_What to do_
Extract every line of the records below that contains the string "sprayer", matching case exactly.

Point placement records:
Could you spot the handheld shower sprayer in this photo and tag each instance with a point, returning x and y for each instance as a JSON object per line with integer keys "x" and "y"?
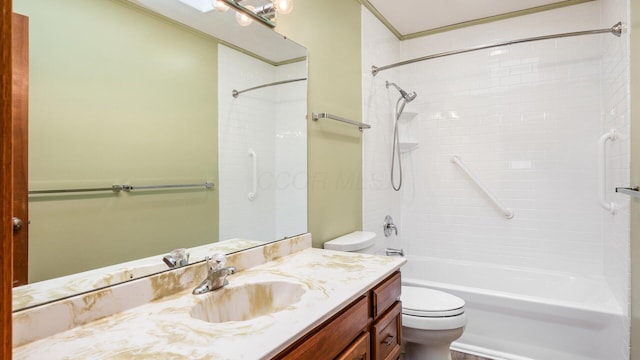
{"x": 402, "y": 101}
{"x": 409, "y": 97}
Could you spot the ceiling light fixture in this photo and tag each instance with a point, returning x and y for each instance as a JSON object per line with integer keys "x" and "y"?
{"x": 219, "y": 5}
{"x": 265, "y": 13}
{"x": 283, "y": 6}
{"x": 243, "y": 18}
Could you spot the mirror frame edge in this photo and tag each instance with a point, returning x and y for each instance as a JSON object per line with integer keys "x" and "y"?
{"x": 6, "y": 267}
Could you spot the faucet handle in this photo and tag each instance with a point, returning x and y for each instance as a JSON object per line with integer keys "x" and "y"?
{"x": 216, "y": 262}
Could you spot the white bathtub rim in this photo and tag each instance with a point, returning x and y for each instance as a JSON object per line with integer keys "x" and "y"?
{"x": 501, "y": 267}
{"x": 611, "y": 308}
{"x": 486, "y": 353}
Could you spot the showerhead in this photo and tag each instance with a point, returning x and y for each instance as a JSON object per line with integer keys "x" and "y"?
{"x": 408, "y": 97}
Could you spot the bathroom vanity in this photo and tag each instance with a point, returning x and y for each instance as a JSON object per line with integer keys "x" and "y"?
{"x": 368, "y": 328}
{"x": 287, "y": 301}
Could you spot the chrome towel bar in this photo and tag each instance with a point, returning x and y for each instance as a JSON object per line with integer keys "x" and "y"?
{"x": 207, "y": 185}
{"x": 316, "y": 116}
{"x": 118, "y": 188}
{"x": 631, "y": 191}
{"x": 114, "y": 188}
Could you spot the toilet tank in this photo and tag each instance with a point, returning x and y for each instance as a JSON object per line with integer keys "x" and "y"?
{"x": 352, "y": 242}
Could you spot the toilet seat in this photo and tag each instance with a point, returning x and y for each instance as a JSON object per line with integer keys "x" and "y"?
{"x": 424, "y": 302}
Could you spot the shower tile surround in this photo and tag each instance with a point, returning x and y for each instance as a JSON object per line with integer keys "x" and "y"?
{"x": 271, "y": 121}
{"x": 526, "y": 120}
{"x": 157, "y": 307}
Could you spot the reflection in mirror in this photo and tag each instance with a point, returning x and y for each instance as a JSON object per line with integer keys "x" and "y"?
{"x": 120, "y": 95}
{"x": 262, "y": 144}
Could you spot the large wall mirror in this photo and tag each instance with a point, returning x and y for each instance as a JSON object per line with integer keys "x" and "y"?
{"x": 138, "y": 94}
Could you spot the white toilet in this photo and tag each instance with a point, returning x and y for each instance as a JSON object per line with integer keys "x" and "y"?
{"x": 431, "y": 319}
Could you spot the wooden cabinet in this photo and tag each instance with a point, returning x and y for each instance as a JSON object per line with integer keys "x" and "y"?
{"x": 368, "y": 328}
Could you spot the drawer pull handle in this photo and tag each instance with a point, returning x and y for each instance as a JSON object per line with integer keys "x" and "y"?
{"x": 389, "y": 340}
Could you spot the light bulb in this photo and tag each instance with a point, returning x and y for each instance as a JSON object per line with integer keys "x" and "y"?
{"x": 244, "y": 19}
{"x": 219, "y": 5}
{"x": 284, "y": 6}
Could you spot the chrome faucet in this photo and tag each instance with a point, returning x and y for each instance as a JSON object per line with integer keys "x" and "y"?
{"x": 391, "y": 251}
{"x": 177, "y": 258}
{"x": 389, "y": 226}
{"x": 216, "y": 274}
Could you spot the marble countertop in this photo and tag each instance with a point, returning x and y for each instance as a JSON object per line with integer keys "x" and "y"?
{"x": 53, "y": 289}
{"x": 164, "y": 328}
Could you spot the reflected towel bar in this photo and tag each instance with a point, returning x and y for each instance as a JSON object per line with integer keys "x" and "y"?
{"x": 614, "y": 30}
{"x": 207, "y": 185}
{"x": 360, "y": 125}
{"x": 118, "y": 188}
{"x": 633, "y": 191}
{"x": 235, "y": 93}
{"x": 114, "y": 188}
{"x": 508, "y": 213}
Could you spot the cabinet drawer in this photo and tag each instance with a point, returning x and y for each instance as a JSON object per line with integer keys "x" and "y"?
{"x": 332, "y": 337}
{"x": 387, "y": 334}
{"x": 358, "y": 350}
{"x": 385, "y": 294}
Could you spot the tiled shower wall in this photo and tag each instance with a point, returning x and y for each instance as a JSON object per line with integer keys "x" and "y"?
{"x": 616, "y": 115}
{"x": 270, "y": 121}
{"x": 526, "y": 120}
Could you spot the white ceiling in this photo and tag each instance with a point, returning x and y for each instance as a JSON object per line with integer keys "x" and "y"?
{"x": 198, "y": 14}
{"x": 414, "y": 16}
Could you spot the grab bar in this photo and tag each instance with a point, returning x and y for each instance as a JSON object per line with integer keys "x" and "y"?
{"x": 254, "y": 175}
{"x": 506, "y": 211}
{"x": 129, "y": 188}
{"x": 360, "y": 125}
{"x": 602, "y": 170}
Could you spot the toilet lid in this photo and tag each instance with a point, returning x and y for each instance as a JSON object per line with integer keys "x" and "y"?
{"x": 418, "y": 301}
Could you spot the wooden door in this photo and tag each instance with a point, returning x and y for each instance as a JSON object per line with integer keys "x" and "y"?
{"x": 6, "y": 179}
{"x": 20, "y": 117}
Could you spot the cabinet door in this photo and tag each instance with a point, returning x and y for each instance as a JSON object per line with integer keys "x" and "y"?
{"x": 330, "y": 339}
{"x": 358, "y": 350}
{"x": 387, "y": 334}
{"x": 386, "y": 294}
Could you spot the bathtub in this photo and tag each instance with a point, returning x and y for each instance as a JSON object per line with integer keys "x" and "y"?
{"x": 521, "y": 314}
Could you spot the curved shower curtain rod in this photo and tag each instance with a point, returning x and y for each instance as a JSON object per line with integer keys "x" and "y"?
{"x": 614, "y": 30}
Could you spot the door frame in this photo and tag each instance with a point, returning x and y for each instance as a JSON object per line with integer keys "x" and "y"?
{"x": 6, "y": 175}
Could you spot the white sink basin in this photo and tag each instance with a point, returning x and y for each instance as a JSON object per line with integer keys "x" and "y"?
{"x": 246, "y": 302}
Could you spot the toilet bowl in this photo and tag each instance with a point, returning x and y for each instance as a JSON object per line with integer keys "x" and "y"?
{"x": 431, "y": 319}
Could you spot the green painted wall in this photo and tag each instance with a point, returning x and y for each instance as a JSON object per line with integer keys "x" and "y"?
{"x": 117, "y": 96}
{"x": 330, "y": 30}
{"x": 635, "y": 178}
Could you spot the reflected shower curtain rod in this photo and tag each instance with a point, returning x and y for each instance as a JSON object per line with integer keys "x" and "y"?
{"x": 235, "y": 93}
{"x": 614, "y": 30}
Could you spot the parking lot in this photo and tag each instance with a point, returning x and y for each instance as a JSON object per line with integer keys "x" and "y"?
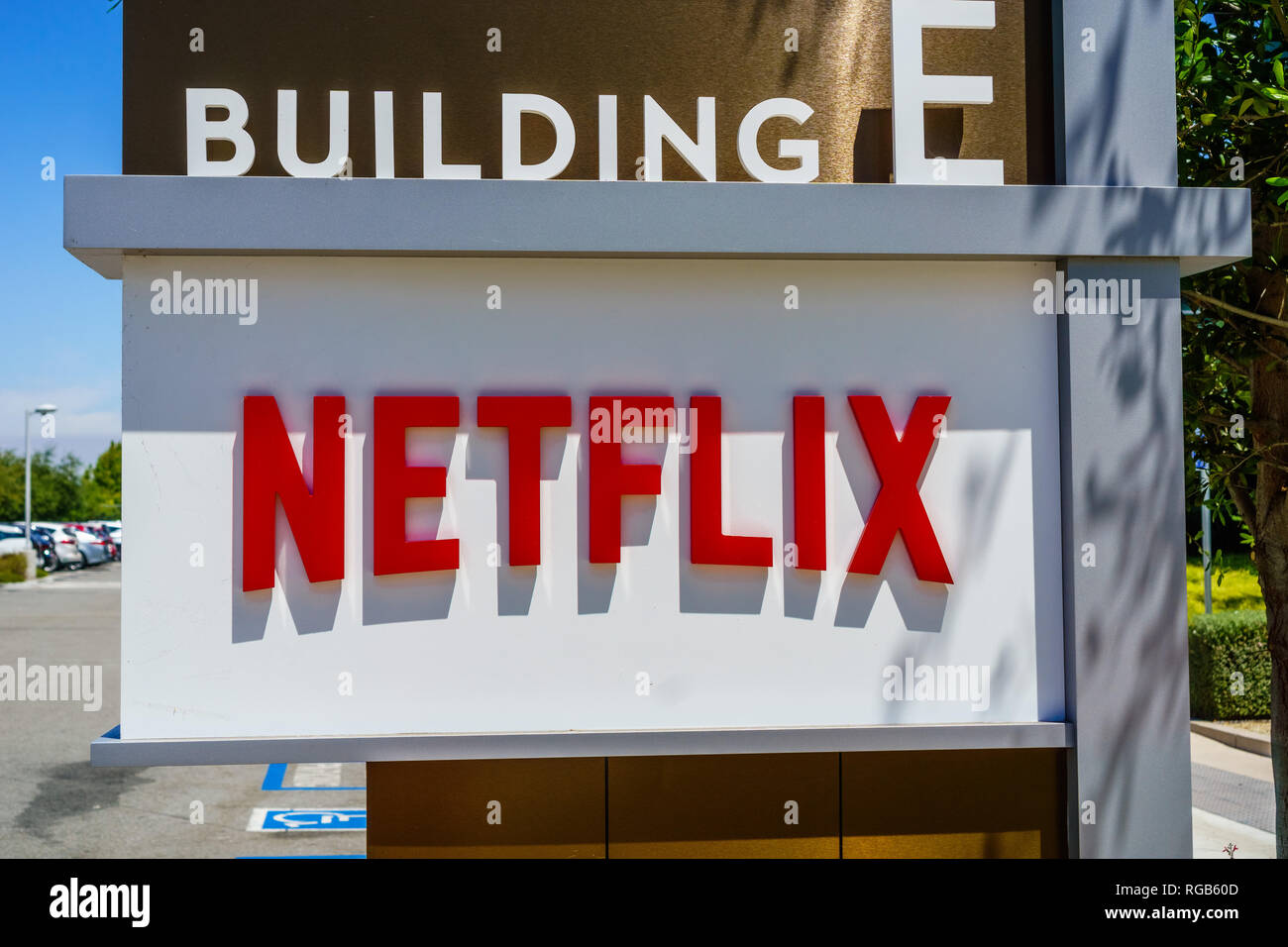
{"x": 54, "y": 804}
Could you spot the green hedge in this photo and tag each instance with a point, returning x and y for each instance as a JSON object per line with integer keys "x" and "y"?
{"x": 1223, "y": 646}
{"x": 13, "y": 567}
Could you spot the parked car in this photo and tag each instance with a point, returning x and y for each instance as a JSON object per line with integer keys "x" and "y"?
{"x": 44, "y": 544}
{"x": 65, "y": 547}
{"x": 91, "y": 545}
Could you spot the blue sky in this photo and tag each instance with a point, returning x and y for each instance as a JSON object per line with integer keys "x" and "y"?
{"x": 59, "y": 321}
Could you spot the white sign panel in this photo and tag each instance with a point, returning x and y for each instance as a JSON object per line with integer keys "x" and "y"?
{"x": 948, "y": 355}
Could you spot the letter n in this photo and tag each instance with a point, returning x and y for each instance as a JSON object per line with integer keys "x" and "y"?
{"x": 269, "y": 472}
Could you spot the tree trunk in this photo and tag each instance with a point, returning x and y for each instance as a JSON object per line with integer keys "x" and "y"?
{"x": 1269, "y": 428}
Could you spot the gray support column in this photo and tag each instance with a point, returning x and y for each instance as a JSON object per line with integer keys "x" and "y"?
{"x": 1122, "y": 446}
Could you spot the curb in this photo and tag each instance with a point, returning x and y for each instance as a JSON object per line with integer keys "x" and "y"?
{"x": 27, "y": 583}
{"x": 1232, "y": 736}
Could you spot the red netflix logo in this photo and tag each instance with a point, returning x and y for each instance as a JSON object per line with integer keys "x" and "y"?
{"x": 316, "y": 514}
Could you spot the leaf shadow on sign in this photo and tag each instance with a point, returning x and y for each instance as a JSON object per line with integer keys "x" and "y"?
{"x": 312, "y": 605}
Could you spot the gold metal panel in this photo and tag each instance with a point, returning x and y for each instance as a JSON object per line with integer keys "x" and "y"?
{"x": 544, "y": 808}
{"x": 953, "y": 804}
{"x": 780, "y": 805}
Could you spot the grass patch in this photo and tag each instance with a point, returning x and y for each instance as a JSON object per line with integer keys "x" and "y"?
{"x": 1234, "y": 585}
{"x": 13, "y": 567}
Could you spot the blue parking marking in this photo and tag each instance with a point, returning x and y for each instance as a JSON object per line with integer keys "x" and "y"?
{"x": 275, "y": 775}
{"x": 265, "y": 819}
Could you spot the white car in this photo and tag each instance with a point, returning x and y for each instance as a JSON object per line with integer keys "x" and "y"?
{"x": 65, "y": 547}
{"x": 12, "y": 541}
{"x": 93, "y": 548}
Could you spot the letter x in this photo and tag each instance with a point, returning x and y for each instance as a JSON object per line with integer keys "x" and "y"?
{"x": 898, "y": 508}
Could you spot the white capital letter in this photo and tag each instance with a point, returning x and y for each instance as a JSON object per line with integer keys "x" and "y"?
{"x": 231, "y": 129}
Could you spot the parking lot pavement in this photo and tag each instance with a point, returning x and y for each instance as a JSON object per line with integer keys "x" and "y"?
{"x": 54, "y": 804}
{"x": 1233, "y": 795}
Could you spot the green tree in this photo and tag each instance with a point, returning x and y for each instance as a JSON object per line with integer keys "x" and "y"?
{"x": 1233, "y": 132}
{"x": 101, "y": 487}
{"x": 55, "y": 487}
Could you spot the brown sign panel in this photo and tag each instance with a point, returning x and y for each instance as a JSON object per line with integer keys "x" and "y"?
{"x": 833, "y": 55}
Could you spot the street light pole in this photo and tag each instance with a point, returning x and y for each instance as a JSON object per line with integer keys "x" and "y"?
{"x": 26, "y": 437}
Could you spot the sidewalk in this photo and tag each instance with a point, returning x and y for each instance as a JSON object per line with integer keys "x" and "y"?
{"x": 1233, "y": 797}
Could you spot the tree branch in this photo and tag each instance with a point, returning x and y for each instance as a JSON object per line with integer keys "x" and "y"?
{"x": 1279, "y": 17}
{"x": 1228, "y": 307}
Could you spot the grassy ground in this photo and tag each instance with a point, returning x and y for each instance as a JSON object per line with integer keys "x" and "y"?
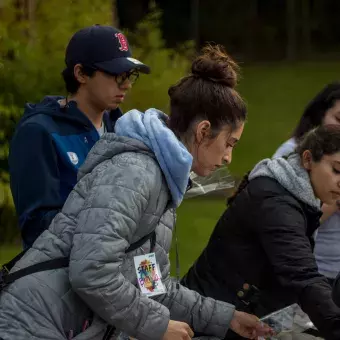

_Result below_
Could you spot the handheld shower sprayer in this photo and tag each instance with a point, returning x and y for each instance as a JSON object per line with integer keys "x" and "y"?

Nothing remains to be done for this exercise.